**Try it:** All of the data must be returned exactly as given.

**Referring expression pointing data:**
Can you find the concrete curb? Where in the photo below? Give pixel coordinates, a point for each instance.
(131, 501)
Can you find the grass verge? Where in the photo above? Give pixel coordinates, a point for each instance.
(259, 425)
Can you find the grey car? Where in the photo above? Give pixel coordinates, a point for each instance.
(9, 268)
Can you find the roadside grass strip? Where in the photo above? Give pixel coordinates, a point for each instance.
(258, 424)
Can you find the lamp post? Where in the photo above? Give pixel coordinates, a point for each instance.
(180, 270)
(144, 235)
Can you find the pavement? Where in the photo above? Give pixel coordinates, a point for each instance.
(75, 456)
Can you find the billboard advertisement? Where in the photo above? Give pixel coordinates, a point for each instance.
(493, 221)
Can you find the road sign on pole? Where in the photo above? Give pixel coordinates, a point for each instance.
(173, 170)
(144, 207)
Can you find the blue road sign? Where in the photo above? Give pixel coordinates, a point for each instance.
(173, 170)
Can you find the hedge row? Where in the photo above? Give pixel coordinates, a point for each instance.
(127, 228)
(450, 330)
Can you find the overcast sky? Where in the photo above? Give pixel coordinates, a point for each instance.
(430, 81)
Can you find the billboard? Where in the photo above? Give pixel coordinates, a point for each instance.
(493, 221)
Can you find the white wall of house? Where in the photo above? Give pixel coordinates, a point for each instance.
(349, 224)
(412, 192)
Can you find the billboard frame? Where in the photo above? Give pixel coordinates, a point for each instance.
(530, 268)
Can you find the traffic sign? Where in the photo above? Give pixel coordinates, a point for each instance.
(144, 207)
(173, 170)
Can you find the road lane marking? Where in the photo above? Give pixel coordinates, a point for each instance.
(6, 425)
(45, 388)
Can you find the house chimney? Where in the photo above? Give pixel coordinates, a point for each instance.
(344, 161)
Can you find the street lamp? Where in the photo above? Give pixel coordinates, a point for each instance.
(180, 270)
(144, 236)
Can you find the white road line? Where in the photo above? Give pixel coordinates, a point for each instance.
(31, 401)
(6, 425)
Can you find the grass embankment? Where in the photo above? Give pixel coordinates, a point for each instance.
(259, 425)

**Completed exercise:**
Can you find the concrete curb? Where in the photo below? Give pixel coordinates, a point for each instance.
(131, 501)
Can you find the grass verge? Where in the photo above? Give pixel coordinates, a point for each instance.
(259, 425)
Can you find the grey car? Where in the photo above? Give pixel coordinates, a point for each instance.
(9, 268)
Can you find the roadside grass strip? Where in the photo above? Give pixel coordinates, a point for each instance.
(258, 424)
Can you find the lamp post? Where in the photo above? Give pixel coordinates, a point for each instance.
(180, 270)
(144, 235)
Can you find the pavement? Where in the photo above? Give pixel coordinates, a point for each instance.
(75, 456)
Can you find the billboard advertisement? Where in the photo above? Give pixel coordinates, a point for each instance.
(493, 221)
Can you find the road sign on pole? Where in the photo above? Give pixel coordinates, a point for each instance.
(173, 170)
(144, 207)
Can you find the blue road sign? Where in the photo above? Give pixel coordinates, a point for each instance.
(173, 170)
Can you find the hedge row? Where in the photo above? Give pixel coordinates, a point for each instance.
(127, 228)
(450, 330)
Can you find the overcast sky? Where in the photo above? Give pixel coordinates, a point for each instance.
(430, 81)
Can you find the billboard? Where in the photo above? Give pixel coordinates, a point for each instance.
(493, 221)
Can you find the white wall of house? Where in the photo above? Give pixel coordinates, a point for each instance.
(349, 224)
(412, 192)
Can you find the billboard frame? Where in the photo above? Give pixel coordinates, a point for each instance.
(530, 268)
Can you find the traffic sign? Where in the photo above? Give pixel coordinates, a point for each instance.
(144, 207)
(173, 170)
Can you find the road lane marking? Where in the photo above? Give pixel coordinates, a point for each instance.
(6, 425)
(45, 388)
Can you find the house chimney? Where in the photo above? Give pixel coordinates, a point for each instance.
(344, 161)
Can you find the street lamp? Where in the photo above? Give pixel coordinates, a point for each instance.
(180, 270)
(144, 236)
Can you find the white road line? Where in the photo above? Give pixel coordinates, a point for each instance.
(31, 401)
(6, 425)
Can you find the grass embankment? Where in the photo above? Give pixel coordinates, a point for each instance.
(259, 425)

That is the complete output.